→ Records for processing
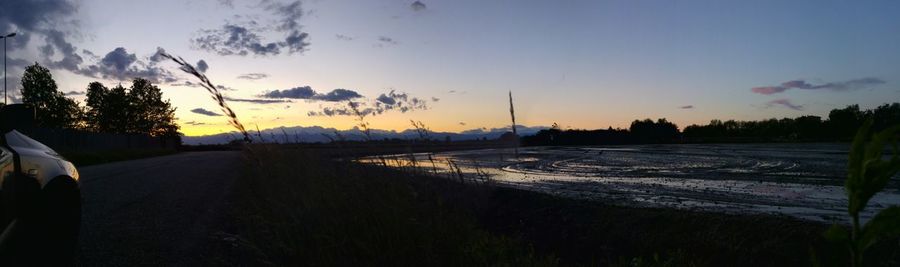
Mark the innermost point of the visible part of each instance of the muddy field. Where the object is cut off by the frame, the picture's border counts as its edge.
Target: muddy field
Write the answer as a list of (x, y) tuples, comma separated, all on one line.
[(800, 180)]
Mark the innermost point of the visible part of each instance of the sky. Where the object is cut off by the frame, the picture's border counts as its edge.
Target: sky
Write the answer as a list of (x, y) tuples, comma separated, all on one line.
[(451, 64)]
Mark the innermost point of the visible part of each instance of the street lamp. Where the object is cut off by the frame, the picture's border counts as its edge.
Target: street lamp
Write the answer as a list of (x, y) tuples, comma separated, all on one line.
[(4, 63)]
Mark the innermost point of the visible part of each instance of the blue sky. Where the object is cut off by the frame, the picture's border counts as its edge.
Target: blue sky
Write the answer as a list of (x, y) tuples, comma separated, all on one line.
[(582, 64)]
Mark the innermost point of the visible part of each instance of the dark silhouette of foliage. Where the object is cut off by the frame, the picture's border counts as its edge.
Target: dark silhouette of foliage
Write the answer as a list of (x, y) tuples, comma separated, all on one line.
[(136, 110), (839, 126), (868, 172), (647, 131), (52, 108)]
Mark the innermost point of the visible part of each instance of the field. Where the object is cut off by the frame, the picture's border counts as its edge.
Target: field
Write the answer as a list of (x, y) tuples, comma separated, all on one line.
[(301, 207)]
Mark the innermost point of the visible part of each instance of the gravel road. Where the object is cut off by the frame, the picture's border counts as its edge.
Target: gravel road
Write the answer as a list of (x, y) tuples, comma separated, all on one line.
[(155, 211)]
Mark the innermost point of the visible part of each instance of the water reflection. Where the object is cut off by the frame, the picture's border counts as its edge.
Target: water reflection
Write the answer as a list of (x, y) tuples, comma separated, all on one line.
[(801, 180)]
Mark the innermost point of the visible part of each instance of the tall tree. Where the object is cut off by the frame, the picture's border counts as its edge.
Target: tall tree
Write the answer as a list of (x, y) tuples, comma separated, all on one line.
[(138, 109), (53, 108)]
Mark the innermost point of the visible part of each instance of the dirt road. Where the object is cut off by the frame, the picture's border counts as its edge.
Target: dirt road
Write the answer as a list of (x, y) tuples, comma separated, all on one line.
[(156, 211)]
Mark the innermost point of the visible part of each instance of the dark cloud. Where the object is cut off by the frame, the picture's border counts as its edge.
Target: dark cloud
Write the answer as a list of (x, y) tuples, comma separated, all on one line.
[(418, 6), (784, 103), (257, 101), (338, 95), (306, 92), (245, 38), (387, 40), (202, 66), (202, 111), (834, 86), (392, 101), (253, 76), (121, 65), (343, 37), (302, 92), (225, 88)]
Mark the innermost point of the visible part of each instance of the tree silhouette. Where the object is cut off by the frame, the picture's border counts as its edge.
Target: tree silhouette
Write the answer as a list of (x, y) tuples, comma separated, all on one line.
[(136, 110), (52, 108)]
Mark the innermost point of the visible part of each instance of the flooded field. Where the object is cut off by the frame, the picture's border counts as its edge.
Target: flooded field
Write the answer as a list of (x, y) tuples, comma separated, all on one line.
[(800, 180)]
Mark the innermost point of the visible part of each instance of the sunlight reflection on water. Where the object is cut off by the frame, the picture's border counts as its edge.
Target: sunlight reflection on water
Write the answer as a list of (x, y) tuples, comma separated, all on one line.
[(800, 180)]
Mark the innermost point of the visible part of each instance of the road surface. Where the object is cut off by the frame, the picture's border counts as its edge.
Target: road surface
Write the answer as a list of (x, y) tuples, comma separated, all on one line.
[(155, 211)]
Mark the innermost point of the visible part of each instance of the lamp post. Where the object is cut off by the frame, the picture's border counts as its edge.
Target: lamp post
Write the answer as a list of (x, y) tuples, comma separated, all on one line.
[(4, 64)]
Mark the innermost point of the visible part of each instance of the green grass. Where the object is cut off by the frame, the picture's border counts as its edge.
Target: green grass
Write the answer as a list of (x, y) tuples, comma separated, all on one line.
[(298, 208), (81, 159)]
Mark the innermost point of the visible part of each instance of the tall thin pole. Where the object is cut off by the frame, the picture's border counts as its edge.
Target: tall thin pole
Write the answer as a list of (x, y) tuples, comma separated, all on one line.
[(4, 70), (512, 114)]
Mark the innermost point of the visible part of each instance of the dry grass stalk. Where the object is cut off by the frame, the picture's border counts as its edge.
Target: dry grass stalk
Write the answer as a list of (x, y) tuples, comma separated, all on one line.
[(216, 94)]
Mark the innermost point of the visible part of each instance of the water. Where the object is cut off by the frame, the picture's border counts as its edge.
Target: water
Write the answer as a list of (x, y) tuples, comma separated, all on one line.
[(800, 180)]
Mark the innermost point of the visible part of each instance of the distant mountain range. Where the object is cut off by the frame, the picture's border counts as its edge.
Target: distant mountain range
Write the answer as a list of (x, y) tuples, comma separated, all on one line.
[(315, 134)]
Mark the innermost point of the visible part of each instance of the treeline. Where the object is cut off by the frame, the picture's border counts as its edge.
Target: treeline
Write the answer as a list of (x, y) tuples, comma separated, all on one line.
[(839, 126), (138, 109)]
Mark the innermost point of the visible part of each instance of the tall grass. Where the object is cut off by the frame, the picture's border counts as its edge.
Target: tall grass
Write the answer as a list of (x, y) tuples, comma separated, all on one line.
[(314, 211), (213, 91)]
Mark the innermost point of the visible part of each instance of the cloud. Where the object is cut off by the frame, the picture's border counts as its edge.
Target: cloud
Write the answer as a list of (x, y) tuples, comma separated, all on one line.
[(306, 92), (121, 65), (343, 37), (244, 38), (388, 102), (418, 6), (202, 66), (253, 76), (257, 101), (784, 103), (833, 86), (225, 88), (202, 111), (387, 40)]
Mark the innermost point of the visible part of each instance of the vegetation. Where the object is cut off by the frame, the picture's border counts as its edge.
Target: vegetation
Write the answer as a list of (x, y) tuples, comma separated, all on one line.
[(299, 208), (139, 109), (868, 174), (54, 109)]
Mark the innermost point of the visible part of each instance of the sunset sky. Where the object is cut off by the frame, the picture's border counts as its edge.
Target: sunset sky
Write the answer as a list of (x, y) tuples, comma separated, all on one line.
[(581, 64)]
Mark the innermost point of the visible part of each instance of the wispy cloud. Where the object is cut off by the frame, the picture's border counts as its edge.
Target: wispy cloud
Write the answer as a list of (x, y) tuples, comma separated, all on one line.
[(246, 38), (253, 76), (307, 93), (784, 103), (202, 111), (418, 6), (257, 101), (388, 102), (833, 86)]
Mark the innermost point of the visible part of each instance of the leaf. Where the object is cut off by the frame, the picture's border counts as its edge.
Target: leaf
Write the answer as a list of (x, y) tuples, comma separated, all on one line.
[(855, 169), (885, 224), (837, 234)]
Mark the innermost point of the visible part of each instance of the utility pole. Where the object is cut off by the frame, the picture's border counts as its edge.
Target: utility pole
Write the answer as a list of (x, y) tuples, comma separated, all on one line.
[(4, 64), (512, 114)]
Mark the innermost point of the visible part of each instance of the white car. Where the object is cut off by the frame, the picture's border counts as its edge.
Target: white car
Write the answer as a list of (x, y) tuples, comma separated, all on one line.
[(41, 203)]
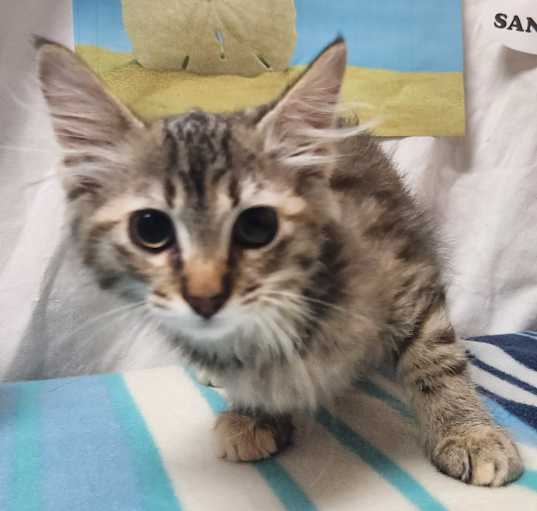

→ Task brief
The whole listing, pictures excluded, should be output exactly.

→ Task output
Mark the innermost point of the visible part of each instance of the muddy field. Where the object is cut off by the frame, the picture's border counts as its edge.
Target: muddy field
Write the answer as a list of (x, y) tuples, comma separated, all on one line.
[(800, 180)]
Mark the innermost point of the visible part of each instance of the sky. Where the object is cut off by the frame, the picture's border counts as its edge.
Target: sky
Write the answer as a list of (x, y) tuples, comma separated, all on one line.
[(451, 64)]
Mark the innermost point of the visible part of each instance of the street lamp. Where the object is cut off by the frame, the picture's border counts as its edge.
Target: street lamp
Write the answer as a list of (x, y) tuples, comma separated, all on one line.
[(4, 63)]
Mark the innermost point of the visible part of each instance of the blue sky. Where the object is cut off by the frame, the picture's border counts as its edge.
Target: blue sky
Write the answer as a list of (x, y) tuples, comma separated, all on one line.
[(582, 64)]
Mark the innermost point of the visible part of each instance of the dark silhouette of foliage. Where the object is cut off by the frame, the picture's border counts as its edge.
Target: dark silhouette of foliage
Write the answer as a list of (x, y) tuples, comma separated, all on one line.
[(136, 110), (839, 126), (868, 172), (647, 131), (52, 108)]
Mark the innermost point of the visible part of each instance of the field. Where the object is cut off by the frame, the picture's border counts as its edge.
Target: field
Write the answer as a list of (x, y) tuples, comma separated, all on one line.
[(301, 207)]
Mark the innermost point of the visible part of each instance of the gravel road. Where the object is cut off by the frame, the picture's border counts as its edge.
Target: gravel road
Write the answer as a list of (x, y) tuples, comma separated, all on one line.
[(155, 211)]
Mark the innermost point of the visible part of each instance of the water reflection. Where the object is cut off by the frame, the picture's border counts as its edge.
Target: water reflection
Write the answer as a list of (x, y) tuples, comma separated, all on one line.
[(801, 180)]
Mark the innermost point of the visible part of each instance of the tall tree. Where the object is cut off by the frame, the picture's border counts as its edge.
Target: tall tree
Write the answer as a list of (x, y) tuples, comma separated, all on one line.
[(138, 109), (53, 108)]
Mark the innermost point of the visible part of each instance of the dirt road. Where the object is cut off by the frame, the picture's border counts as its edge.
Target: dirt road
Write the answer as a list of (x, y) tuples, comma separated, all on one line.
[(156, 211)]
Mark the innermost point of the visible part of each instance of the dark cloud. Where the object is cut off by the frame, the picture's border counts as its edge.
Target: dark cloud
Write the answer as a list of (x, y) tuples, comma separated, all on one line.
[(418, 6), (784, 103), (257, 101), (338, 95), (306, 92), (245, 38), (387, 40), (202, 66), (202, 111), (834, 86), (392, 101), (253, 76), (121, 65), (343, 37), (302, 92), (225, 88)]
Mark the innermost point of the visible part of each instance of the tree silhouette. Where the object is cut off by the frame, the picture's border counts as its edge.
Target: tree silhouette
Write the answer as a list of (x, y) tuples, comma separated, all on one line.
[(136, 110), (52, 108)]
Mark the innermost point of the visible part of each instance of the flooded field. Where the object is cut off by the frame, the picture's border counts as its edge.
Target: flooded field
Write the answer as a list of (x, y) tuples, comma separated, all on one line.
[(800, 180)]
Mark the innermost point of the visible part of each instance of the sunlight reflection on water. Where the object is cut off by the frame, the picture's border counts as its edge.
Target: sunlight reflection on water
Write the answer as a list of (x, y) tuples, comma separated, all on one line.
[(800, 180)]
Mark the innermost point of the visible part of each instance of the road surface. Where the object is cut off by the frame, the picture's border counts as its edge.
Target: road surface
Write the answer as a list of (x, y) tuples, comma separated, all on one line.
[(155, 211)]
Mark the innermost point of the visible part of each instance of the lamp post. Where the object is cut off by the frame, the picture's border counts as its edge.
Target: lamp post
Write the answer as a list of (x, y) tuples, comma separated, all on one line.
[(4, 64)]
Mark the innermost point of the visible part of each instance of the green grass. Where the object is cut off by the frame, the picture's border counts as its edge.
Target: green grass
Write the answer as a list of (x, y) tuples, comma separated, all on one line.
[(298, 208), (81, 159)]
Mark the innermost point of the visible part of each instance of the tall thin pole. Where the object is cut off by the frame, the picture's border counts as its edge.
Target: tall thin pole
Write the answer as a list of (x, y) tuples, comma separated, all on one line.
[(4, 70), (512, 114)]
Mark the innermost point of the visible part of each instance of the dry grass stalk. Where the object is cut off by the frame, the picture's border counts as its edge.
Target: dry grass stalk
Write the answer as a list of (x, y) tuples, comma separated, all on one line.
[(216, 94)]
Mark the innermost point of the visible part of each instance of the water. Where the object is cut off by the frame, the picture's border counts as its edge.
Target: water
Write the answer as a list of (x, y) tuples, comma separated, all on one line.
[(800, 180)]
Mark the innermost point of the visible part of each instance of the distant mountain range. Where the object is cut off by the frame, the picture's border counts as its edge.
Target: distant mountain range
Write the answer as a list of (x, y) tuples, comma separated, all on one line.
[(315, 134)]
Mark the innermost point of the visible part of each instance of the treeline. Where the object is cut off by the frame, the picture's border counts as its edge.
Target: treeline
Write the answer as a list of (x, y) tuples, comma separated, all on one line.
[(839, 126), (138, 109)]
Mark the innermost point of the visible part of each instance of the tall grass. Where the object is cut off by the frame, the picture's border counts as its edge.
Target: tall grass
Write the answer as a list of (x, y) tuples, comma separated, all on one line.
[(314, 211), (213, 91)]
Mark the innermost point of the visible part of each instance of the cloud. Where the object is cut off by the frame, the picture's border counts as its edge.
Target: cloud
Write the answer as a list of (x, y) tuples, comma separated, all on one line.
[(306, 92), (121, 65), (343, 37), (244, 38), (388, 102), (418, 6), (202, 66), (253, 76), (257, 101), (784, 103), (833, 86), (225, 88), (202, 111), (387, 40)]
Mark the innermost point of the visible part of each instance of the vegetation. Where the object is cut off by the frame, the picture's border counts as its edge.
Target: vegetation
Write the answer as a list of (x, y) tuples, comma separated, all on one line.
[(299, 208), (139, 109), (868, 174), (54, 109)]
Mark the innermost point of the visible part of each instance of the sunset sky. Where the object is cut off by the frame, the picture's border counts as its edge.
Target: sunset sky
Write the answer as a list of (x, y) tuples, comma separated, all on one line.
[(581, 64)]
Mark the innermost point of the visible part of each instance of the wispy cloud. Where the object is cut off by the frame, the picture's border counts as its edge.
Target: wispy cloud
Write the answer as a list of (x, y) tuples, comma separated, all on one line.
[(246, 38), (253, 76), (307, 93), (784, 103), (202, 111), (418, 6), (257, 101), (388, 102), (833, 86)]
Mark the innermost point of the visible part of each instance of the leaf. Where the object is cut off by the frame, the picture's border counts as its edge.
Target: leaf
Write the answer as a list of (x, y) tuples, comma separated, all on one line.
[(855, 169), (885, 224), (837, 234)]
Mark the innermost point of the visible part of each instance of the utility pole. Where the object is cut off by the frame, the picture's border counts as its edge.
Target: utility pole
Write the answer as a list of (x, y) tuples, comma separated, all on one line.
[(4, 64), (512, 114)]
Mark the innermost point of the visible part of each instance of the white car. Where the object is cut off by the frame, the picture's border counts as its edge.
Target: white car
Write the answer as a list of (x, y) tuples, comma separated, all on one line.
[(41, 203)]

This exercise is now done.